Dataset entries:

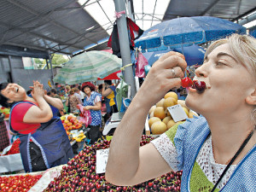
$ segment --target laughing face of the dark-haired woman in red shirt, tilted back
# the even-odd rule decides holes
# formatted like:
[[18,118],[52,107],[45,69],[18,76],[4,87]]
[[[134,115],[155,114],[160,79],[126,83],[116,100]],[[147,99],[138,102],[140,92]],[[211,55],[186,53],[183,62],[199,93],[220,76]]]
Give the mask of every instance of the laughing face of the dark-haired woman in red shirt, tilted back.
[[12,102],[20,102],[26,99],[26,90],[19,84],[8,84],[1,94]]

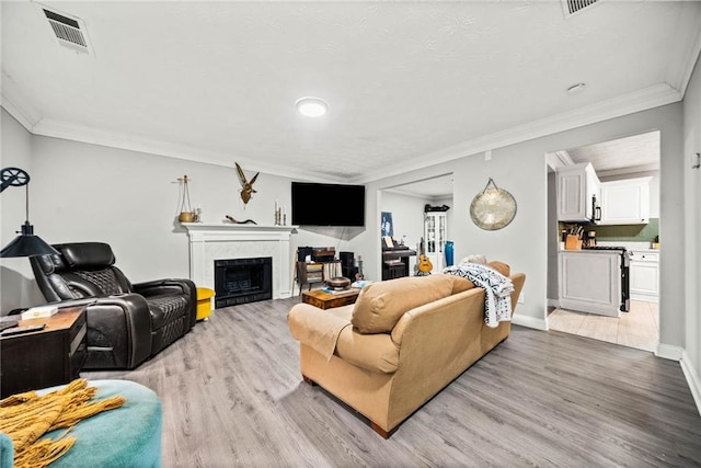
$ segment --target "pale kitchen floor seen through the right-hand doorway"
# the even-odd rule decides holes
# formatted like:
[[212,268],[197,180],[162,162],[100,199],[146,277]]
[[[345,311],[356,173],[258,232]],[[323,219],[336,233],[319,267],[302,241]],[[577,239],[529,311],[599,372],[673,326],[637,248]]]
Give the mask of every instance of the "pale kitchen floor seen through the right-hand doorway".
[[631,300],[620,318],[554,309],[548,316],[550,330],[588,336],[637,350],[655,351],[659,342],[659,309],[655,303]]

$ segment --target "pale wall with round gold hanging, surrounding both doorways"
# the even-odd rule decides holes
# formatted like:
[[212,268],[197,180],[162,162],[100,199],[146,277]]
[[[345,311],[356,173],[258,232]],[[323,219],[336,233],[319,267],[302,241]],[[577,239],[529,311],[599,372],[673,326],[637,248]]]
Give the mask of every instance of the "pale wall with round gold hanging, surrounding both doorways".
[[[447,172],[455,174],[452,240],[456,259],[468,253],[483,252],[490,259],[509,263],[514,271],[525,272],[525,304],[519,305],[515,322],[532,327],[544,327],[547,296],[547,237],[548,198],[544,155],[561,148],[573,148],[659,129],[660,148],[660,238],[662,294],[660,294],[660,342],[670,346],[685,343],[685,197],[682,172],[681,104],[671,104],[632,115],[599,122],[581,128],[561,132],[547,137],[524,141],[492,151],[492,160],[485,161],[482,153],[437,164],[422,171],[382,179],[368,184],[367,232],[353,243],[366,251],[376,249],[366,270],[379,275],[378,191],[413,181],[437,176]],[[516,218],[498,231],[484,231],[472,224],[469,206],[489,178],[497,186],[509,191],[517,203]],[[462,216],[462,214],[466,214]],[[375,231],[375,232],[374,232]],[[372,263],[371,263],[372,262]]]

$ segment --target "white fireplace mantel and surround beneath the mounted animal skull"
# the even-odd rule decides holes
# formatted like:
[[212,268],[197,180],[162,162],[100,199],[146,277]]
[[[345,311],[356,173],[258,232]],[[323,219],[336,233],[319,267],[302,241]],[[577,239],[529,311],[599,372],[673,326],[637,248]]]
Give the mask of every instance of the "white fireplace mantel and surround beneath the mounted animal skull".
[[273,298],[291,296],[289,237],[297,226],[183,222],[189,239],[189,278],[215,288],[215,260],[273,258]]

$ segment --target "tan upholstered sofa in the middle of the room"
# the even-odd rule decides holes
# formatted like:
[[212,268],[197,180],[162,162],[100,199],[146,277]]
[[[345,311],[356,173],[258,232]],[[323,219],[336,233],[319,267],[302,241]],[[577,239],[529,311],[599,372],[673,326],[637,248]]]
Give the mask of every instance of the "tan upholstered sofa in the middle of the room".
[[[492,265],[508,275],[507,265]],[[515,308],[526,276],[510,279]],[[510,322],[489,328],[484,289],[452,275],[374,283],[355,305],[334,309],[298,304],[288,324],[303,379],[368,418],[384,438],[510,331]]]

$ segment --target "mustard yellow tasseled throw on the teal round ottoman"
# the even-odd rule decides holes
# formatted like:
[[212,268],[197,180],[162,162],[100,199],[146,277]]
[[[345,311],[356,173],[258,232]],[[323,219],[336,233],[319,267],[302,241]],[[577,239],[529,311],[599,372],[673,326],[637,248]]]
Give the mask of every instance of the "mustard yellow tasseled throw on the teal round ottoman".
[[[70,427],[102,411],[124,404],[123,397],[90,400],[97,389],[85,379],[38,396],[35,391],[18,393],[0,400],[0,432],[12,440],[15,468],[42,468],[65,455],[76,442],[68,437]],[[56,429],[69,427],[56,440],[41,438]]]

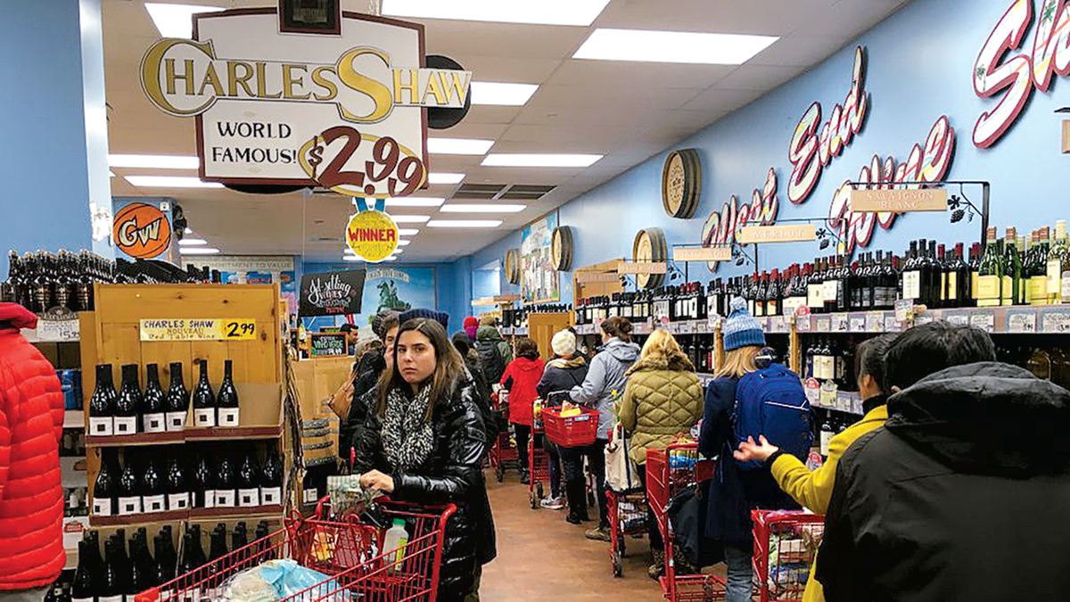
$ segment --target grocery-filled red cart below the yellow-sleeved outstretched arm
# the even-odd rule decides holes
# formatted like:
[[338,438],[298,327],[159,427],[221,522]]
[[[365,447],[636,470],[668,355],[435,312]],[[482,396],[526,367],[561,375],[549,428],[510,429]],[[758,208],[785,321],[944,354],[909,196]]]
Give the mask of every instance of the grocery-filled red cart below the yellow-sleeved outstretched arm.
[[801,510],[752,510],[751,518],[761,602],[800,602],[825,517]]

Prompt:
Transcribe each line above verbatim, with the pictures left out.

Solved exercise:
$ segment --target laughing face of the dark-haired woman in red shirt, tilted back
# the even-odd rule decides holes
# formatted like:
[[18,118],[52,107],[45,69],[18,76],[4,87]]
[[[134,115],[155,114],[160,79],[126,83],[116,100]],[[147,99],[138,102],[140,92]],[[211,55],[186,53],[183,62],[199,93],[220,76]]]
Give the mask of every instance of the laughing face of the dark-haired woman in red shirt, tilted back.
[[12,102],[20,102],[26,99],[26,90],[19,84],[8,84],[1,94]]

$ segment --target "pale kitchen floor seen through the right-hand doorway"
# the even-odd rule decides holes
# formatted like:
[[212,268],[197,180],[162,162],[100,199],[146,277]]
[[[345,311],[356,173],[258,232]],[[323,219],[336,233],[319,267],[302,241]],[[577,239],[529,311],[599,372],[673,326],[637,248]]]
Give the mask of every instance of the "pale kitchen floor seen through the right-hand doorway".
[[631,300],[620,318],[554,309],[548,316],[550,330],[588,336],[637,350],[655,351],[659,342],[659,309],[655,303]]

$ segment --target "pale wall with round gold hanging, surrounding both doorways"
# the even-odd rule decides holes
# formatted like:
[[212,268],[197,180],[162,162],[100,199],[146,277]]
[[[345,311],[356,173],[258,232]],[[323,219],[336,233],[319,267],[302,241]],[[577,239],[529,311],[599,372],[673,326],[637,248]]]
Give the mask of every instance of the "pale wall with round gold hanging, surrounding both doorways".
[[[447,172],[455,174],[452,240],[456,259],[468,253],[483,252],[490,259],[509,263],[514,271],[525,272],[525,304],[519,305],[515,322],[532,327],[544,327],[547,296],[547,237],[548,198],[544,155],[561,148],[573,148],[659,129],[660,148],[660,238],[662,294],[660,294],[660,342],[670,346],[685,343],[685,197],[682,172],[681,104],[671,104],[632,115],[599,122],[581,128],[561,132],[547,137],[524,141],[492,151],[492,160],[485,161],[482,153],[437,164],[422,171],[382,179],[368,184],[367,232],[353,243],[366,251],[376,249],[366,270],[379,275],[378,191],[413,181],[437,176]],[[516,218],[498,231],[484,231],[472,224],[469,206],[489,178],[497,186],[509,191],[517,203]],[[462,216],[462,214],[466,214]],[[375,231],[375,232],[374,232]],[[372,263],[371,263],[372,262]]]

$ segment --target "white fireplace mantel and surround beneath the mounted animal skull"
# the even-odd rule decides holes
# formatted like:
[[212,268],[197,180],[162,162],[100,199],[146,277]]
[[[345,311],[356,173],[258,232]],[[323,219],[336,233],[319,267],[302,241]],[[577,239],[529,311],[599,372],[673,326],[637,248]]]
Give the mask of every instance of the "white fireplace mantel and surround beneath the mounted animal skull".
[[273,298],[291,296],[289,237],[297,226],[183,222],[189,239],[189,278],[215,288],[215,260],[273,258]]

$ segment --target "tan upholstered sofa in the middle of the room"
# the even-odd rule decides holes
# formatted like:
[[212,268],[197,180],[162,162],[100,199],[146,277]]
[[[345,311],[356,173],[258,232]],[[323,219],[336,233],[319,267],[302,241]],[[577,239],[529,311],[599,372],[673,326],[637,248]]]
Give the mask of every instance of the "tan upholstered sofa in the middle of the room".
[[[492,265],[508,275],[507,265]],[[515,308],[526,276],[510,279]],[[510,322],[489,328],[484,289],[452,275],[374,283],[355,305],[334,309],[298,304],[288,324],[303,379],[368,418],[384,438],[510,331]]]

$ segment --target "mustard yellow tasseled throw on the teal round ottoman"
# the even-odd rule decides holes
# formatted like:
[[212,268],[197,180],[162,162],[100,199],[146,277]]
[[[345,311],[356,173],[258,232]],[[323,219],[336,233],[319,267],[302,241]],[[577,239],[529,311],[599,372],[673,326],[637,248]]]
Give the mask of every instance of the "mustard yellow tasseled throw on the teal round ottoman".
[[[70,427],[102,411],[124,404],[123,397],[90,400],[97,389],[85,379],[38,396],[35,391],[18,393],[0,400],[0,432],[12,440],[15,468],[42,468],[65,455],[76,442],[68,437]],[[56,429],[69,427],[56,440],[41,438]]]

$ segment --target grocery-filled red cart below the yellow-sleeved outstretched arm
# the even-odd rule decides holes
# formatted like:
[[338,438],[298,327],[159,427],[221,522]]
[[[365,447],[636,470],[668,355],[435,312]],[[482,396],[526,367],[561,375],[549,428],[510,429]],[[758,208],[785,321],[944,354],[909,196]]]
Give the mask of every instance of the grocery-filled red cart below the yellow-sleeved outstretched arm.
[[801,510],[752,510],[751,518],[761,602],[800,602],[825,517]]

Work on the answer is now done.